• _TASK PROMPT_
Each entry below should be printed exactly, with every image left out.

• _Stored data entries_
════════════════════
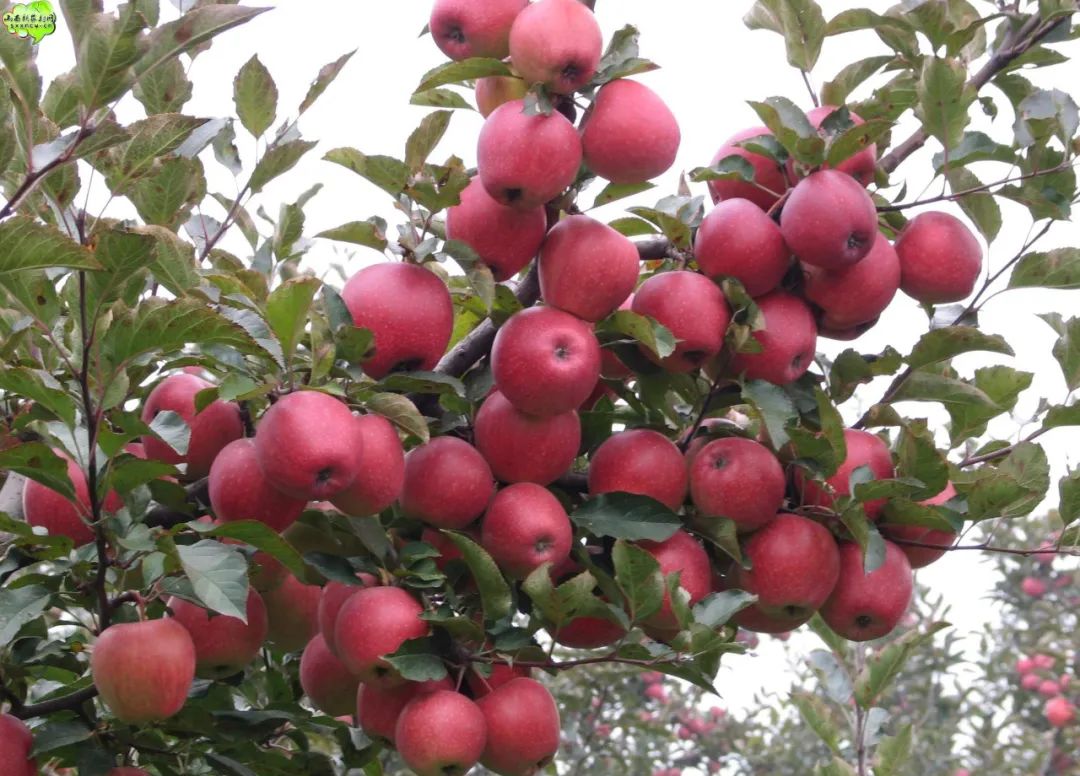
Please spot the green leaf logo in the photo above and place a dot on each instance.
(34, 19)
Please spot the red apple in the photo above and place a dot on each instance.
(381, 474)
(212, 429)
(940, 259)
(739, 479)
(545, 362)
(523, 448)
(447, 482)
(694, 311)
(639, 461)
(737, 239)
(556, 43)
(524, 528)
(309, 445)
(586, 268)
(409, 312)
(469, 28)
(788, 341)
(523, 160)
(373, 623)
(631, 136)
(239, 490)
(441, 733)
(523, 727)
(144, 670)
(828, 220)
(224, 644)
(864, 607)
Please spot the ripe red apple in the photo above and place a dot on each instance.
(788, 341)
(524, 161)
(828, 220)
(639, 461)
(493, 91)
(524, 528)
(293, 614)
(940, 259)
(507, 239)
(309, 445)
(407, 309)
(556, 43)
(373, 623)
(685, 555)
(920, 557)
(468, 28)
(333, 597)
(325, 680)
(523, 448)
(213, 429)
(224, 644)
(545, 362)
(737, 239)
(795, 567)
(586, 268)
(16, 742)
(381, 474)
(692, 308)
(144, 670)
(769, 180)
(378, 708)
(447, 482)
(864, 607)
(239, 490)
(864, 449)
(523, 727)
(631, 136)
(441, 733)
(854, 295)
(739, 479)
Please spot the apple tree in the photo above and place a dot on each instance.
(260, 520)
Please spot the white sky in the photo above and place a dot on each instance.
(711, 66)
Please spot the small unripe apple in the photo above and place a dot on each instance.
(737, 239)
(639, 461)
(545, 362)
(447, 482)
(523, 448)
(940, 259)
(693, 309)
(631, 135)
(556, 43)
(144, 670)
(441, 734)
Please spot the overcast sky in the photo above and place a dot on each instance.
(711, 65)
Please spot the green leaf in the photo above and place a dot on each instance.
════════════════════
• _REPLY_
Please spot the green leaf logo in the photo above and place a dot on each instance.
(34, 19)
Please spot the red apple in the photo above and place a dot on each instance.
(381, 474)
(212, 429)
(940, 259)
(739, 479)
(545, 362)
(523, 448)
(447, 482)
(694, 311)
(639, 461)
(737, 239)
(556, 43)
(524, 528)
(309, 445)
(586, 268)
(409, 312)
(469, 28)
(788, 341)
(523, 160)
(373, 623)
(631, 136)
(239, 490)
(441, 733)
(523, 727)
(144, 670)
(828, 220)
(224, 644)
(864, 607)
Please spot the ripe red apple in the photo above and place a dot on each instance.
(788, 341)
(524, 161)
(828, 220)
(639, 461)
(493, 91)
(524, 528)
(293, 614)
(940, 259)
(507, 239)
(309, 445)
(407, 309)
(556, 43)
(373, 623)
(685, 555)
(920, 557)
(468, 28)
(333, 597)
(325, 680)
(523, 448)
(213, 429)
(224, 644)
(545, 362)
(737, 239)
(795, 567)
(586, 268)
(16, 742)
(381, 474)
(692, 308)
(144, 670)
(769, 180)
(378, 708)
(447, 482)
(864, 607)
(239, 490)
(864, 449)
(523, 727)
(631, 136)
(441, 733)
(854, 295)
(739, 479)
Please spot the apple tree in the photo above and place a dot on each instance.
(260, 520)
Please spot the white sky in the photo above and place a dot on each instance.
(711, 66)
Please spot the small unripe apple in the photo above and place a dot on each instance.
(737, 239)
(639, 461)
(545, 362)
(447, 482)
(523, 448)
(940, 259)
(693, 309)
(631, 135)
(556, 43)
(144, 670)
(441, 734)
Please spot the overcast sky in the photo above and place a dot on each instance.
(711, 65)
Please spot the green leaf in the photo above and place a dot on each instance.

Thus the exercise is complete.